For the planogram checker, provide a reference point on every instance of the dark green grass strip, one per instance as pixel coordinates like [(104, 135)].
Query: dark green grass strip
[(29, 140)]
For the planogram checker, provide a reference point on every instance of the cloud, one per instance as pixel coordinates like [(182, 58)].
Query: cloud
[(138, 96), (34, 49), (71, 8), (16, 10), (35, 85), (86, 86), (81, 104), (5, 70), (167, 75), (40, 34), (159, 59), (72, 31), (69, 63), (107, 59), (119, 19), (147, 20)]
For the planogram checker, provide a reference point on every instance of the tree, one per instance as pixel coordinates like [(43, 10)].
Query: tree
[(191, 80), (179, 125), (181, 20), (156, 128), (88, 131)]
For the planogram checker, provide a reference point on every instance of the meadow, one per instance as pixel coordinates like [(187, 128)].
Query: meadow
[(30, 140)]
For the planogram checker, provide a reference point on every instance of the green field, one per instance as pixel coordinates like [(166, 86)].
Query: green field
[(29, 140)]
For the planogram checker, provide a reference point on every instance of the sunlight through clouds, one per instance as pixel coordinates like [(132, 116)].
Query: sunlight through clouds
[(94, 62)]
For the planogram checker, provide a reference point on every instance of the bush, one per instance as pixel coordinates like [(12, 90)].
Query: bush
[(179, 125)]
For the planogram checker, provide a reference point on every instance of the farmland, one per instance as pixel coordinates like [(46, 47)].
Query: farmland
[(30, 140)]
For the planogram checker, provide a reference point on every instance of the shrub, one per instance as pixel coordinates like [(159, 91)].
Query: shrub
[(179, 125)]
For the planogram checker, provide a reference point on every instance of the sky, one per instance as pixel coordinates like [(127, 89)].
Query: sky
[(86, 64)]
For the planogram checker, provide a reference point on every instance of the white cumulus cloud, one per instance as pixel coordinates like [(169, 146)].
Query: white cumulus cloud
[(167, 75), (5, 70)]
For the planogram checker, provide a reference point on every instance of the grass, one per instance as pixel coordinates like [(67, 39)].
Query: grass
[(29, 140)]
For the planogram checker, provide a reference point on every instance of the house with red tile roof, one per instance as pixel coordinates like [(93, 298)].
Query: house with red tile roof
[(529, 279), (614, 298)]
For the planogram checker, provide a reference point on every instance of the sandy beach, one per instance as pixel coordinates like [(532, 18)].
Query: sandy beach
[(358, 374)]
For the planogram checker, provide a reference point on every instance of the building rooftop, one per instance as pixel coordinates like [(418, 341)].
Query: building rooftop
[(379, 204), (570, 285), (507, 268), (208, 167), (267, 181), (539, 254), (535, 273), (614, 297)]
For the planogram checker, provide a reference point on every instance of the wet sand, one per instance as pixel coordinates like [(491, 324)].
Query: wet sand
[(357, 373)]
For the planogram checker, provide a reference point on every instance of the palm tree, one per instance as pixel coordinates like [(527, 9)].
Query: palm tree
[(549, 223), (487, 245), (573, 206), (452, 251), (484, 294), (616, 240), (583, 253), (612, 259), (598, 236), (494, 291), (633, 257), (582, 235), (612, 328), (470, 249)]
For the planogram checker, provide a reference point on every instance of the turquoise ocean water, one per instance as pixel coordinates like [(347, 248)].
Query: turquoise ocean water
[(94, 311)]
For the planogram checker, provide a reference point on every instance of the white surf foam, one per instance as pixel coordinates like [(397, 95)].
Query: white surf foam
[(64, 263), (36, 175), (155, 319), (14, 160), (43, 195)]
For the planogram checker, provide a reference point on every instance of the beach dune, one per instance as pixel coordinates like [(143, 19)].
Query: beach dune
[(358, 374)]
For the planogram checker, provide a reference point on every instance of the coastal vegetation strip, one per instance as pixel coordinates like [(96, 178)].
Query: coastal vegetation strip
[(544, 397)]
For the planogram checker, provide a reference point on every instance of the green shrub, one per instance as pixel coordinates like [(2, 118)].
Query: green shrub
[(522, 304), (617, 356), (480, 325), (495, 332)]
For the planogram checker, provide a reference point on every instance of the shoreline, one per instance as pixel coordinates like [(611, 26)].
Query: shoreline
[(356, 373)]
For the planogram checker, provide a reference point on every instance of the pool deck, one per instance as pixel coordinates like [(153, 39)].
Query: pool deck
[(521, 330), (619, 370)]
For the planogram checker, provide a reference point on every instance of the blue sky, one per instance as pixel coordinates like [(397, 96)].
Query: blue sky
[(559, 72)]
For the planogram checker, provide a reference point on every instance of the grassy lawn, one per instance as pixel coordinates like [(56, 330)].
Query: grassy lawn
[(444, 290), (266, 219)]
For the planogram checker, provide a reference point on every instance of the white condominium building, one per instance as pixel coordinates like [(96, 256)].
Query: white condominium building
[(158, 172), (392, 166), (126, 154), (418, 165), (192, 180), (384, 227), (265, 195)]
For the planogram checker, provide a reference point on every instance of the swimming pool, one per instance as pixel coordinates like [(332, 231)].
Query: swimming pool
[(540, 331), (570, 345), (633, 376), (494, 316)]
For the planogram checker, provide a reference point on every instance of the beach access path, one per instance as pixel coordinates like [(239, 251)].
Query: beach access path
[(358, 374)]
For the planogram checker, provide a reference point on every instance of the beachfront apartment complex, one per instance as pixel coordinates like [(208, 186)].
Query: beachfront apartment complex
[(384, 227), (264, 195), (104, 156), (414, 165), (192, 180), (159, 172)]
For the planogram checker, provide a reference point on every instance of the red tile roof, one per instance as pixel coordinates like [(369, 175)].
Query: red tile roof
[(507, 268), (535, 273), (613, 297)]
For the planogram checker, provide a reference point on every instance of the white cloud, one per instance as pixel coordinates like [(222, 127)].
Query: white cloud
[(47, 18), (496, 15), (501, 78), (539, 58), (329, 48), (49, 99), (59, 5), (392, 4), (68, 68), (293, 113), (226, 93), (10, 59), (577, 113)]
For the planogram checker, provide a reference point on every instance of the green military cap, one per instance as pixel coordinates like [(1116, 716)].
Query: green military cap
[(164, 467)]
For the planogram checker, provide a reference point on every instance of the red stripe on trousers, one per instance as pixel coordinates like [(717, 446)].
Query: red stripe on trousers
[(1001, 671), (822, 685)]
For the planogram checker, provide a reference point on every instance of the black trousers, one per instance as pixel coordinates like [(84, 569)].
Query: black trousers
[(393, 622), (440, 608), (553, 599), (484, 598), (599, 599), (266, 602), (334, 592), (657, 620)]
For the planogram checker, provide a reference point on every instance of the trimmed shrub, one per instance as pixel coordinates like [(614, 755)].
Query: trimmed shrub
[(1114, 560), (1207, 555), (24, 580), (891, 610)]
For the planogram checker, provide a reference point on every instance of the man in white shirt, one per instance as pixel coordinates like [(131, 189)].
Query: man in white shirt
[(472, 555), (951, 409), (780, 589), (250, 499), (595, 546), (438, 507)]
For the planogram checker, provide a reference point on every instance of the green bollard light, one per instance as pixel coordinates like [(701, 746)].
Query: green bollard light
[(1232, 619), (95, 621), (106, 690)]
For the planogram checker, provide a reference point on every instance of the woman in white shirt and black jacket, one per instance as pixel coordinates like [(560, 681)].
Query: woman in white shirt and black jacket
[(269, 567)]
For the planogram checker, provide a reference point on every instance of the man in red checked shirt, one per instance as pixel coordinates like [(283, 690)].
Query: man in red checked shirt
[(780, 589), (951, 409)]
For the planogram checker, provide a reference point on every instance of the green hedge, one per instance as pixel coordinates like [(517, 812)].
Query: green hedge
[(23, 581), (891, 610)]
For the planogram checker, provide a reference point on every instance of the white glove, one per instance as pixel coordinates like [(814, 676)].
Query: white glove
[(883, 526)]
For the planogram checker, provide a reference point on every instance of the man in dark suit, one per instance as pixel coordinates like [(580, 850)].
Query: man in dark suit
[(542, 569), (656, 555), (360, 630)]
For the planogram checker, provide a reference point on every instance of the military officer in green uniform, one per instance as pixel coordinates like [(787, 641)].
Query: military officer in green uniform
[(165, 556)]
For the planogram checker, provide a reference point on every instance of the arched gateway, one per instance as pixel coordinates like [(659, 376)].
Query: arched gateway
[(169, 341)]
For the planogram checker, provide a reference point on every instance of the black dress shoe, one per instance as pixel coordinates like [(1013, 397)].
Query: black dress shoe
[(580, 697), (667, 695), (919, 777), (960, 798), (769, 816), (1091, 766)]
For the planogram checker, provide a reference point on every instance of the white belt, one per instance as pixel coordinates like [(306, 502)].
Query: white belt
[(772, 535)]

[What the exercise asks]: Put the lines into a Markdown table, starting at the line that has "like [(418, 341)]." and stopping after the line that has "[(357, 373)]". Use the columns Nr and Text, number the lines from 1, and leave out blank lines.

[Reply to the exercise]:
| Nr | Text |
|---|---|
| 1 | For the planogram checker, provide a reference point on every instance of the building rooftop, one per instance as pixel coordinates like [(418, 341)]. |
| 2 | Query: building rooftop |
| 3 | [(379, 204), (570, 285), (507, 268), (208, 167), (267, 181), (539, 254), (535, 273), (614, 297)] |
| 4 | For the planogram checker, provide a reference point on every instance of the wet sand, one per instance as pixel coordinates like [(491, 324)]. |
| 5 | Query: wet sand |
| 6 | [(357, 373)] |